■ **Record extracts**

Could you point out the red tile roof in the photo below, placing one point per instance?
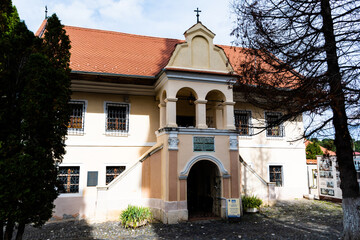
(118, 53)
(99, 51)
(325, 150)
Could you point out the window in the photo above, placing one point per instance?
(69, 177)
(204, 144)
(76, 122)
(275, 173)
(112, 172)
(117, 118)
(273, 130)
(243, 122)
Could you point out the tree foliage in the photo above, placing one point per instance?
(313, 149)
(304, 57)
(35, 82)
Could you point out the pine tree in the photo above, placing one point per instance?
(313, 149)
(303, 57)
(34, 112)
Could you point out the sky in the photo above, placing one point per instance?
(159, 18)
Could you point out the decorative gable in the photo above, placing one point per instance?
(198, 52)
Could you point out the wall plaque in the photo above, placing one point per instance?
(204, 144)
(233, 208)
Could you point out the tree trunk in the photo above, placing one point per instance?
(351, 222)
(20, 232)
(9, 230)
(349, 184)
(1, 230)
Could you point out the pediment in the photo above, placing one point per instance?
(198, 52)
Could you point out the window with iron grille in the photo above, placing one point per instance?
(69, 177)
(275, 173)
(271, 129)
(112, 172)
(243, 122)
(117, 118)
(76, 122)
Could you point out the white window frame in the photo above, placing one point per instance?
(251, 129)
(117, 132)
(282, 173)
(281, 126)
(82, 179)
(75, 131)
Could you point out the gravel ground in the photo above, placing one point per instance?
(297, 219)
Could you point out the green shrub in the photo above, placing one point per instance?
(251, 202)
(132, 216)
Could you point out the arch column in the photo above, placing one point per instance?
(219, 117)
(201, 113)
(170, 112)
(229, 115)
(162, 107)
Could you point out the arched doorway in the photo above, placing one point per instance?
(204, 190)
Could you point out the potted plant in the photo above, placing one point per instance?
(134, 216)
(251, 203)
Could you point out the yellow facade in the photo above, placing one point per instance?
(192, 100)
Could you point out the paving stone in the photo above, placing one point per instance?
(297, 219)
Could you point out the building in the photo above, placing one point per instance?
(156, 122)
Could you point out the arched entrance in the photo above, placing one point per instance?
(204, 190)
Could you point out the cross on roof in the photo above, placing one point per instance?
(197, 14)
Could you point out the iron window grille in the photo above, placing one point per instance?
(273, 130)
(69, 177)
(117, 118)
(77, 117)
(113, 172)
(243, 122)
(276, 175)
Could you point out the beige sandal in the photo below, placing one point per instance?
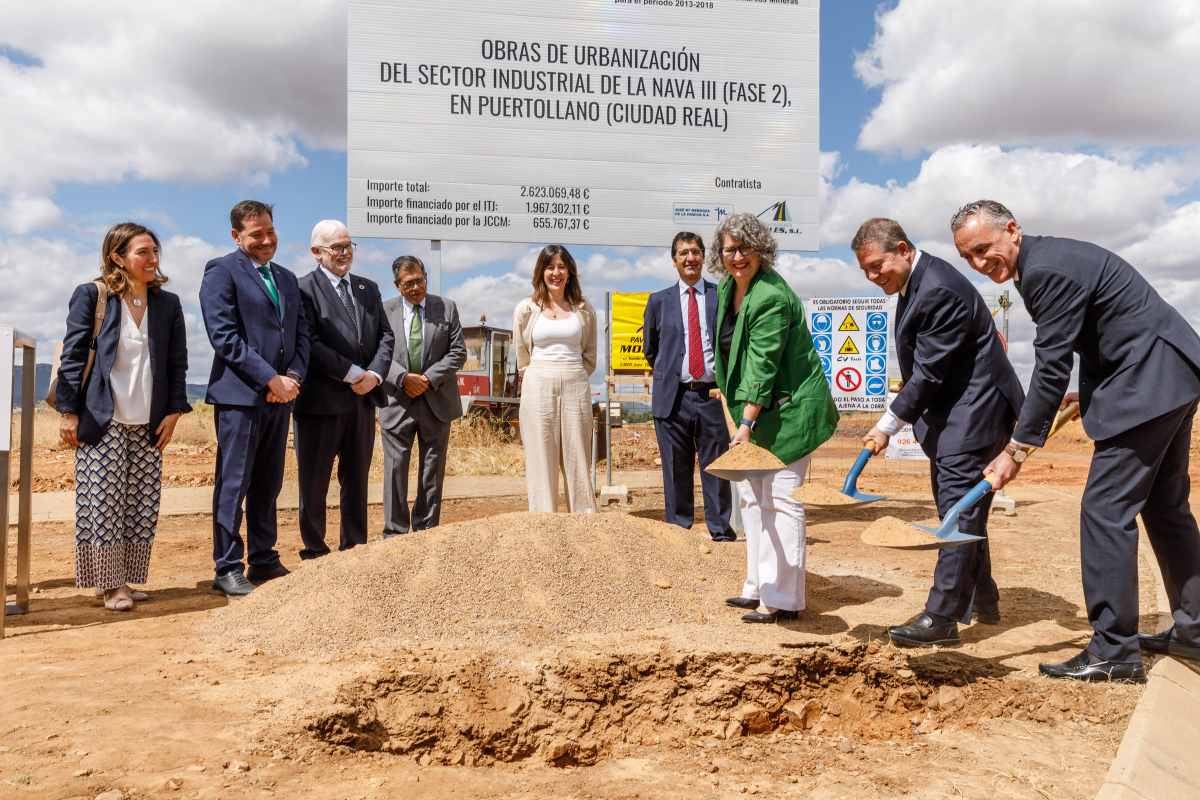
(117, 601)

* * *

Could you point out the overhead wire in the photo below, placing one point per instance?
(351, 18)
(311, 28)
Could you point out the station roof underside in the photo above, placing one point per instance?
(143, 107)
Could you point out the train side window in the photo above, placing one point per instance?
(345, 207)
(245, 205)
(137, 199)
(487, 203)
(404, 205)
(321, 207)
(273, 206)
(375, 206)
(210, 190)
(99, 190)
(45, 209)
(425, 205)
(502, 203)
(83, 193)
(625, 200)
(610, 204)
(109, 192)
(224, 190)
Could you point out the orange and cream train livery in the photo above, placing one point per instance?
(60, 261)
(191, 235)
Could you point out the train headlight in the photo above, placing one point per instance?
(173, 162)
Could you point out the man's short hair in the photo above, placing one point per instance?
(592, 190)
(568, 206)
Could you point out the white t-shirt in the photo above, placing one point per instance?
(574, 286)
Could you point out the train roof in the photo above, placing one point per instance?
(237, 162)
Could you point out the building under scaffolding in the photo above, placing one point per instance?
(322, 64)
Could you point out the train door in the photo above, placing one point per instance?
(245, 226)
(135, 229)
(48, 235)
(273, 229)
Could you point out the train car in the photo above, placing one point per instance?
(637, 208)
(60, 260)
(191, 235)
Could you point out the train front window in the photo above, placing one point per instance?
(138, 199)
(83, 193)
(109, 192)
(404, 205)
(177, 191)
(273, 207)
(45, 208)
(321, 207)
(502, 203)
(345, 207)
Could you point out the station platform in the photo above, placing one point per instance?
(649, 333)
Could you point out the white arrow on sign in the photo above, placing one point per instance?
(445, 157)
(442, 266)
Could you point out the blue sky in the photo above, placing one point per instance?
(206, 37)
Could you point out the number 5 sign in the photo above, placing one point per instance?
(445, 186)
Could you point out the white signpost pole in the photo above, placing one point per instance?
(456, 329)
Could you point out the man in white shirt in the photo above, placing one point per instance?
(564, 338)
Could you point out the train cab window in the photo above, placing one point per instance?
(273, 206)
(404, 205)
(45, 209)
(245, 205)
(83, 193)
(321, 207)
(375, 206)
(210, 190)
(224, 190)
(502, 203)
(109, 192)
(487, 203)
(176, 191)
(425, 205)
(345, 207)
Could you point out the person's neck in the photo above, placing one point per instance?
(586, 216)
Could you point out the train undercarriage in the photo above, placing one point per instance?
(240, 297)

■ **Task directions**
Report every line of the material above that contains the word "shirt".

■ **Output of the exercise**
Could you point out the white t-shirt in the photo above, placing one point per instance?
Could you point out the man in white shirt in the photo above, placing one point per instance?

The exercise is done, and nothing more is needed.